Work task: Below are the records; copy every line in them that holds the string "girl".

Referring expression pointing data:

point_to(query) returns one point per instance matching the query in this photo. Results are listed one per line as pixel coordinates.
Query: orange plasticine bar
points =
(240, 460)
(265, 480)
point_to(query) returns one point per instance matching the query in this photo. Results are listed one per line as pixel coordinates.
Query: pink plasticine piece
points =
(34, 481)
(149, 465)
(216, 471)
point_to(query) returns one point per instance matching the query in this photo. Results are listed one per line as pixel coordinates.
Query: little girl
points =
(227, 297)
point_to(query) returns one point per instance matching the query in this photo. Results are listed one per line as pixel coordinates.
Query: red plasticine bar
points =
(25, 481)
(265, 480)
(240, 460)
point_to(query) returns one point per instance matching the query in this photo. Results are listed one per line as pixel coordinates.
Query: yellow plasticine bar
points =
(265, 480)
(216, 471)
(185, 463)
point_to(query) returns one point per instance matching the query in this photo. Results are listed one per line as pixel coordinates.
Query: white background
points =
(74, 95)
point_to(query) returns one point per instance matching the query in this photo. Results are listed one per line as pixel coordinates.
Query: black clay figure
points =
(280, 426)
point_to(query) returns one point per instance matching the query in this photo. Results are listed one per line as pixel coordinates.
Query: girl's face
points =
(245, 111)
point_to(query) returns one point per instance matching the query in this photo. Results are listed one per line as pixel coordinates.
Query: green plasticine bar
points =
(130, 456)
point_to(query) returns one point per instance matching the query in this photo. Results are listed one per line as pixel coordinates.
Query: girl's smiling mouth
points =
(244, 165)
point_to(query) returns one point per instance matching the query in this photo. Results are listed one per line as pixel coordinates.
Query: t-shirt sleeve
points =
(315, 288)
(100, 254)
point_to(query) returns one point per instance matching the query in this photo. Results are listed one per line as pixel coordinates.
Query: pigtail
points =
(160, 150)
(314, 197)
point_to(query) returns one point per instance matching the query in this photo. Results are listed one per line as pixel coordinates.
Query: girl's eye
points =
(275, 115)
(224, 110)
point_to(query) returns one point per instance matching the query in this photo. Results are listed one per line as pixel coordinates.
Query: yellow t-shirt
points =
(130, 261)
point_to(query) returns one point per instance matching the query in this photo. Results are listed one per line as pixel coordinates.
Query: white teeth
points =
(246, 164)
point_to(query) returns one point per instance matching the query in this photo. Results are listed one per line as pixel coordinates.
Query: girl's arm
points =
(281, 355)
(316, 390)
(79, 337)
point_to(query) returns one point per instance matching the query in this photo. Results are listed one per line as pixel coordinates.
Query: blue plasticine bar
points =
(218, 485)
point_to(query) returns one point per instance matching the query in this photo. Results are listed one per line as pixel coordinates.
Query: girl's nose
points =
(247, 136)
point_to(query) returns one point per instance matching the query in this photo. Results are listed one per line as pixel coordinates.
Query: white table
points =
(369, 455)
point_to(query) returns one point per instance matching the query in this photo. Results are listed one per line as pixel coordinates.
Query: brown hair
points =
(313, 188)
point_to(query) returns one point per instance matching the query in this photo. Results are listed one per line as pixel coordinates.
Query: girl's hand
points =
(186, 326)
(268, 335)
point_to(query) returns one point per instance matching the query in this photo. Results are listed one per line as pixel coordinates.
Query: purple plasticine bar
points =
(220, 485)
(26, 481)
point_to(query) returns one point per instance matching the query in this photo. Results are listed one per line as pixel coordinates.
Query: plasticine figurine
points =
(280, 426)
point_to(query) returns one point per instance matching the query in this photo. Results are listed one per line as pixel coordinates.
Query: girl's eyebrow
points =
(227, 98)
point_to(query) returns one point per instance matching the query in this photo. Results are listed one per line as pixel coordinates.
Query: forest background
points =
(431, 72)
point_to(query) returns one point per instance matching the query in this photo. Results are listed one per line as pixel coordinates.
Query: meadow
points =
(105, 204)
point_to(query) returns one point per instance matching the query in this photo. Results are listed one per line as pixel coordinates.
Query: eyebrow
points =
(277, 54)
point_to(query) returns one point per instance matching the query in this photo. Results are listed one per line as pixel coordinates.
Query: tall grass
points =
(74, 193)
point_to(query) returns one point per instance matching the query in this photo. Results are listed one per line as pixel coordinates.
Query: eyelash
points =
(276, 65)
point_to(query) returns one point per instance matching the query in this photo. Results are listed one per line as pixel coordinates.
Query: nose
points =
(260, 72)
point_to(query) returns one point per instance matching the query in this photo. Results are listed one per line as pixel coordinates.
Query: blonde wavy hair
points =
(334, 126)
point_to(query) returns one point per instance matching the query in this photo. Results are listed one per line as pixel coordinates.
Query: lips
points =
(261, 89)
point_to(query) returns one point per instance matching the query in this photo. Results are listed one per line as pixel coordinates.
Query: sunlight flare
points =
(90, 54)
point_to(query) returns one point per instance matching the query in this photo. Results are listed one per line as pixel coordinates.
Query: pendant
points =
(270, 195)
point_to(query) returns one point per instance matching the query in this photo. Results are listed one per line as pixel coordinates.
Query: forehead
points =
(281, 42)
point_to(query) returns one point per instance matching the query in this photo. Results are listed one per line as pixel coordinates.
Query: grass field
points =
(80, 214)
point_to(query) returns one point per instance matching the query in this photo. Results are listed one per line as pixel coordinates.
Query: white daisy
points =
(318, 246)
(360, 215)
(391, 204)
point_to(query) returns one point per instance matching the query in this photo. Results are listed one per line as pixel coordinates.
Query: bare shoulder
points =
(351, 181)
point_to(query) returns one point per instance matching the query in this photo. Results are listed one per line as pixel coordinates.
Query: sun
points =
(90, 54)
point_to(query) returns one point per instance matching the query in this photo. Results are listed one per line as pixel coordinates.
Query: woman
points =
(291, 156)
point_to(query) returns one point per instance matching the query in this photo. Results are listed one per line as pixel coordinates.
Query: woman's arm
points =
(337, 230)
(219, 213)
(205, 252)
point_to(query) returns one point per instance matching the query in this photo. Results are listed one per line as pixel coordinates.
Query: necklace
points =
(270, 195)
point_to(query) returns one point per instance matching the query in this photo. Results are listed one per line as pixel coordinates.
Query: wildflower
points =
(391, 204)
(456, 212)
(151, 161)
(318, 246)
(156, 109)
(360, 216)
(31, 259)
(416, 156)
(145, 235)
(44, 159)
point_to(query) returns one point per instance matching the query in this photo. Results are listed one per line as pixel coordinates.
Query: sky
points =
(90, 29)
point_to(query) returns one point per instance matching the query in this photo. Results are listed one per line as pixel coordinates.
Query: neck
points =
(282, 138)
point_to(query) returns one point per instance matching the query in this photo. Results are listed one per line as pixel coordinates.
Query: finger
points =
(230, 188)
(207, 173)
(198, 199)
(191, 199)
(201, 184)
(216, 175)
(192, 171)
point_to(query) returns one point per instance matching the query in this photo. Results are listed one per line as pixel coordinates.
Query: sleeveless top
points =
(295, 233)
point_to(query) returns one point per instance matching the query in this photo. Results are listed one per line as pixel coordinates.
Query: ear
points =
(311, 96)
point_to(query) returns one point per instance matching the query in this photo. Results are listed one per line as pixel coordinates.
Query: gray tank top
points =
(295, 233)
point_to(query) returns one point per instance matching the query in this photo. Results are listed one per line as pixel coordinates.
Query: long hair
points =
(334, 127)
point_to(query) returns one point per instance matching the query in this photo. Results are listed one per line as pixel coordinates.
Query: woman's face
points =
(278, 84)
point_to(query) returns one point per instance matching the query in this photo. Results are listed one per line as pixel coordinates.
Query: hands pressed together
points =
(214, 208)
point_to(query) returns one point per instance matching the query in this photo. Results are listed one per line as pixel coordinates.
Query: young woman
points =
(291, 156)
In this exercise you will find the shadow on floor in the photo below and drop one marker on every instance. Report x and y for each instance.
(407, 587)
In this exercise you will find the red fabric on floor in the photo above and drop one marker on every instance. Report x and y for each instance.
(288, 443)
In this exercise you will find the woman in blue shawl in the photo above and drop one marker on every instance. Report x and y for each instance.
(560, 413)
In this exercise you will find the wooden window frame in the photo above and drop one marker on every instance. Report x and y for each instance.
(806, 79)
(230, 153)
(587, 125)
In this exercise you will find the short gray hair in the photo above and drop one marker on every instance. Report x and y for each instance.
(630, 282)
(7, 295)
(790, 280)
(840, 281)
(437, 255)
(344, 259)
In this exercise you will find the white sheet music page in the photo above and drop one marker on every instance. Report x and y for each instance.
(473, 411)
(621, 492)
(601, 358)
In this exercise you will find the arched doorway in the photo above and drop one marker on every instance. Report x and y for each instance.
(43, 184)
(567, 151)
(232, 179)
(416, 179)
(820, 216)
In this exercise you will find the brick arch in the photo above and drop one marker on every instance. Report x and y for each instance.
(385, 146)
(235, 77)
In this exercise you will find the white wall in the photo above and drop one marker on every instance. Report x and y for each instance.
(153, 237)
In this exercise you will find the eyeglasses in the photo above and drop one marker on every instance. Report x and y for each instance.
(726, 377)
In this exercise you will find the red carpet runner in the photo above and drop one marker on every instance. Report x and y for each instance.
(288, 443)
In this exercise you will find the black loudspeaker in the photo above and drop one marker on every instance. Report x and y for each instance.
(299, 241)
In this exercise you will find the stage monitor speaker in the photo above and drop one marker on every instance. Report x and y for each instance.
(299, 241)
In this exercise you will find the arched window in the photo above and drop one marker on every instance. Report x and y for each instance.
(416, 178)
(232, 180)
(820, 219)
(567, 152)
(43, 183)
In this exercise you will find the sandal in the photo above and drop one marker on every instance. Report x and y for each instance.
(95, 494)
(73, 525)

Task output:
Query: little girl
Query: girl's face
Query: girl's smiling mouth
Query: girl's eye
Query: girl's arm
Query: girl's nose
Query: girl's hand
Query: girl's eyebrow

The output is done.